Im letzt­wö­chi­gen Bei­trag für den Arch­druid Report bin ich ein wenig von mei­nem übli­chen The­men­spek­trum abge­wi­chen und habe mich mit dem beschäf­tigt, was ich die “Por­no­gra­phie der poli­ti­schen Angst” in den USA nen­ne. Für die­se Abwei­chung hat­te ich aller­dings mei­ne Grün­de: Ich woll­te die Auf­merk­sam­keit auf die reflex­haf­te Ten­denz so vie­ler Ame­ri­ka­ner rich­ten, eine letzt­end­lich para­no­ide Mytho­lo­gie des leib­haf­ti­gen Bösen auf den jeweils ent­ge­gen­ge­setz­ten Teil des poli­ti­schen Spek­trums zu pro­ji­zie­ren, und auf die­se Wei­se eine Debat­te dar­über in Gang brin­gen, wie immens tief der Gra­ben zwi­schen Erwar­tun­gen und Rea­li­tä­ten ist, der jede Initia­ti­ve zum sozia­len Wan­del lähmt, hier in Ame­ri­ka wie anderswo. 

Ich muss sagen, dass die wah­ren Gläu­bi­gen die­ser Mytho­lo­gie den Köder mit gro­ßem Enthu­si­as­mus geschluckt haben. Ich erhielt eine rekord­ver­däch­ti­ge Men­ge an wüten­den, in leb­haf­ter und teil­wei­se nicht druck­fä­hi­ger Spra­che gehal­te­nen Schimpf­ka­no­na­den, weil ich den Vor­schlag gemacht hat­te, man sol­le doch Men­schen anhand ihrer Taten beur­tei­len, nicht anhand der Absich­ten, die ihnen von ihren ärgs­ten Fein­den unter­stellt wer­den. Am meis­ten gefiel mir dar­un­ter eine don­nern­de Ankla­ge­re­de, die mit der For­de­rung been­det wur­de, ich sol­le umge­hend von mei­nem Amt als Erz­drui­de zurück­tre­ten. Der Ver­fas­ser umschiff­te irgend­wie die Fra­ge, war­um die Bereit­schaft, sei­ne extre­mis­ti­sche Ideo­lo­gie zu akzep­tie­ren, eine Vor­aus­set­zung für das Beklei­den die­ser Posi­ti­on sein soll­te, daher bin ich auf sei­nen Rat nicht eingegangen.

################

Aufgabe: Womit endete laut Textauszug die Anklagerede, die unter den wütenden Zuschriften am meisten gefiel? Das anschließende Material ist vom Textauszug unabhängig.

Gegebene Einträge:
################

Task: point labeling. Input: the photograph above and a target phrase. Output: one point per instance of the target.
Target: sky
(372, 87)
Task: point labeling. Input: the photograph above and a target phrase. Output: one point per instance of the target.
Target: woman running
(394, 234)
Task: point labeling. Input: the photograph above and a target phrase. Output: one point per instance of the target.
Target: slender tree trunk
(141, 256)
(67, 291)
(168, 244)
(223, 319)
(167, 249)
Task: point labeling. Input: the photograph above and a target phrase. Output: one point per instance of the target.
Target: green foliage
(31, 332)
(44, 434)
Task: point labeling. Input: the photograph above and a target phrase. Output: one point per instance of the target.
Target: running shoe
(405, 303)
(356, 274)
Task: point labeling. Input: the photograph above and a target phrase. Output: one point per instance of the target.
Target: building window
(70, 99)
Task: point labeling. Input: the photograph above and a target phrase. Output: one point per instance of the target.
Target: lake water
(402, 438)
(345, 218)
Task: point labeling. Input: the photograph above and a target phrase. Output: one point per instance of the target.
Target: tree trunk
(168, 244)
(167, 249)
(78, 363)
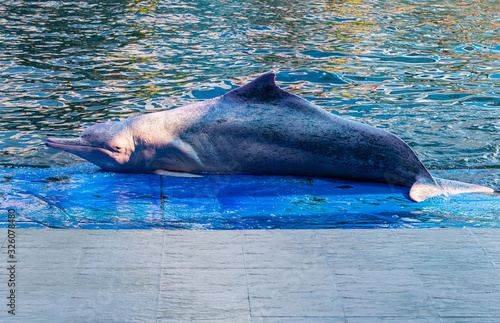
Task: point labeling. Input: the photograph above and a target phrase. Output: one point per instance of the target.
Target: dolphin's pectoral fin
(425, 188)
(175, 174)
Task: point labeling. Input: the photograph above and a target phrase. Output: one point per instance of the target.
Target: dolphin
(257, 129)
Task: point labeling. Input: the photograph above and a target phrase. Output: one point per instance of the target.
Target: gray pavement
(382, 275)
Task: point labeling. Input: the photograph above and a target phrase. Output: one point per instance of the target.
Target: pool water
(427, 71)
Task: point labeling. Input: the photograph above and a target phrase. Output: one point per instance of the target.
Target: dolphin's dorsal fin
(262, 89)
(425, 188)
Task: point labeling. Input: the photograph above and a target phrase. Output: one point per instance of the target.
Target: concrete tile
(101, 305)
(396, 293)
(197, 293)
(456, 319)
(293, 292)
(43, 305)
(489, 240)
(116, 279)
(208, 249)
(376, 250)
(391, 319)
(444, 249)
(297, 319)
(282, 249)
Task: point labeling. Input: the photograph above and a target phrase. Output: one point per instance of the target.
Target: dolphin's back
(262, 129)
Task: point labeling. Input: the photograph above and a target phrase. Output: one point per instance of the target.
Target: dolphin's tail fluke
(425, 188)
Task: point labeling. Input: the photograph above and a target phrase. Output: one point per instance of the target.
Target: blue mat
(86, 197)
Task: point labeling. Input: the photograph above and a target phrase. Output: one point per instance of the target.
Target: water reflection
(425, 70)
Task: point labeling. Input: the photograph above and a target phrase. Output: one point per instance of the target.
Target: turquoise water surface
(427, 71)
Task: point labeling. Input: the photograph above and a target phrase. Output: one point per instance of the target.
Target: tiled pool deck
(381, 275)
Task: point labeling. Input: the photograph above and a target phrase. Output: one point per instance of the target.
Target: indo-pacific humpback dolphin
(257, 129)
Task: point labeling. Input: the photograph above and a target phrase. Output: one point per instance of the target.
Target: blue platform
(84, 196)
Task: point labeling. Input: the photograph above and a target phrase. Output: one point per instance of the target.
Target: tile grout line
(77, 263)
(246, 275)
(481, 246)
(393, 233)
(330, 271)
(158, 294)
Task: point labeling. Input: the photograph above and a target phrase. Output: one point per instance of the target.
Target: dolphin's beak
(71, 145)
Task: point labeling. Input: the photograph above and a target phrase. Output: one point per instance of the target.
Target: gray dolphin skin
(257, 129)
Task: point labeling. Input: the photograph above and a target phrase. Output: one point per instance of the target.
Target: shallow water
(427, 71)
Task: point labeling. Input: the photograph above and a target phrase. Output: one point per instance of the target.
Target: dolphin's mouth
(72, 145)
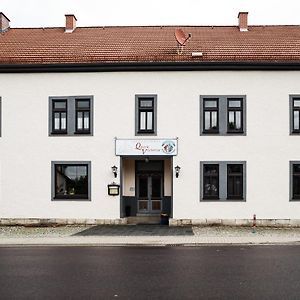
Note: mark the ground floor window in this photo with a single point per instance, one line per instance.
(295, 180)
(71, 180)
(223, 181)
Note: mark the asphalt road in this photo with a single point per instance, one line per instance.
(212, 272)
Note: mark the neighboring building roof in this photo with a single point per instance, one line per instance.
(260, 44)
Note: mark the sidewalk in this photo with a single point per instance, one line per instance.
(146, 235)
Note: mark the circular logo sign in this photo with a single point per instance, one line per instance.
(168, 147)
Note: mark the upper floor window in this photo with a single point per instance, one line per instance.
(211, 115)
(295, 114)
(0, 117)
(146, 114)
(70, 115)
(223, 115)
(235, 115)
(83, 112)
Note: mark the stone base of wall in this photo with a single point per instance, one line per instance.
(60, 222)
(172, 222)
(236, 222)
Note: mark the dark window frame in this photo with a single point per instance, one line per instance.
(223, 181)
(293, 196)
(83, 111)
(235, 110)
(144, 109)
(138, 109)
(235, 175)
(71, 116)
(0, 116)
(295, 131)
(60, 111)
(54, 197)
(210, 110)
(223, 115)
(211, 197)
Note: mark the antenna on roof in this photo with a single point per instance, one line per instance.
(181, 39)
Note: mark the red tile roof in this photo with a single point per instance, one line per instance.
(149, 44)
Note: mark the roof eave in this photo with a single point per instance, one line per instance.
(148, 66)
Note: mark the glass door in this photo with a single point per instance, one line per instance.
(149, 193)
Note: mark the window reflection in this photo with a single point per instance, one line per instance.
(71, 181)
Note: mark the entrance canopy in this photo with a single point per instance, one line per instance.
(146, 147)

################

Lösung: Mit der Forderung, umgehend vom Amt als Erzdruide zurückzutreten.